* **SEGMEN DOKUMEN**:
----------------------------------------
Cari Blog Ini

13 Juli 2013

Bersyukur

Di akhir tahun ini, kita sepatutnya bersyukur. Mari kita bersyukur oleh kenyataan bahwa Indonesia menjadi negara dengan pasar modal yang terbaik di dunia. Sementara pasar di mana-mana mengalami penurunan yang signifikan, pasar modal Indonesia dengan cepat menjadi pulih kembali dan memberikan pertumbuhan lebih dari 80%. Sangat mengesankan!

Kita juga bersyukur karena tingkat inflasi Indonesia sangat rendah, bahkan ada beberapa bulan yang mengalami deflasi. Ada kestabilan harga, paling sedikit dari kebutuhan pokok. Walaupun beberapa komoditi harganya sempat naik, kini telah kembali normal. Ini menolong banyak keluarga yang pendapatannya pas-pasan.
----------------------------------------
* **INSTRUKSI ANDA**:
Salin persis bagian segmen dokumen yang dimulai dari "Di akhir tahun" dan berakhir pada "yang pendapatannya pas-pasan.".

* **SEGMEN DATA**:
----------------------------------------
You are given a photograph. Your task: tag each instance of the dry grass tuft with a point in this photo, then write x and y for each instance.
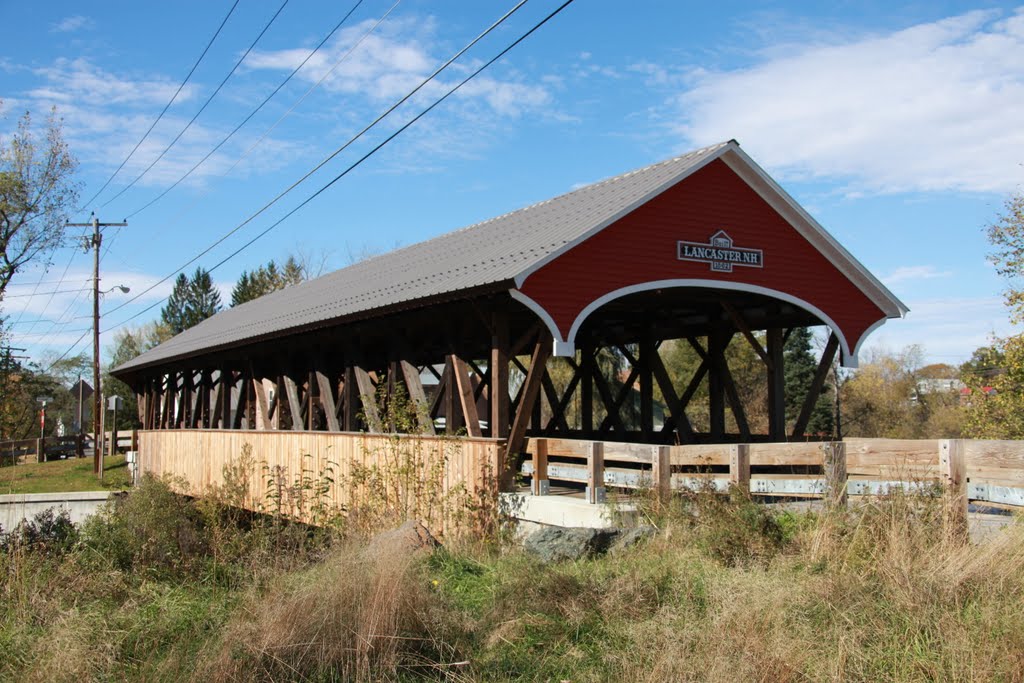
(358, 616)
----------------------------------------
* **JAWABAN TUGAS**:
Di akhir tahun ini, kita sepatutnya bersyukur. Mari kita bersyukur oleh kenyataan bahwa Indonesia menjadi negara dengan pasar modal yang terbaik di dunia. Sementara pasar di mana-mana mengalami penurunan yang signifikan, pasar modal Indonesia dengan cepat menjadi pulih kembali dan memberikan pertumbuhan lebih dari 80%. Sangat mengesankan!

Kita juga bersyukur karena tingkat inflasi Indonesia sangat rendah, bahkan ada beberapa bulan yang mengalami deflasi. Ada kestabilan harga, paling sedikit dari kebutuhan pokok. Walaupun beberapa komoditi harganya sempat naik, kini telah kembali normal. Ini menolong banyak keluarga yang pendapatannya pas-pasan.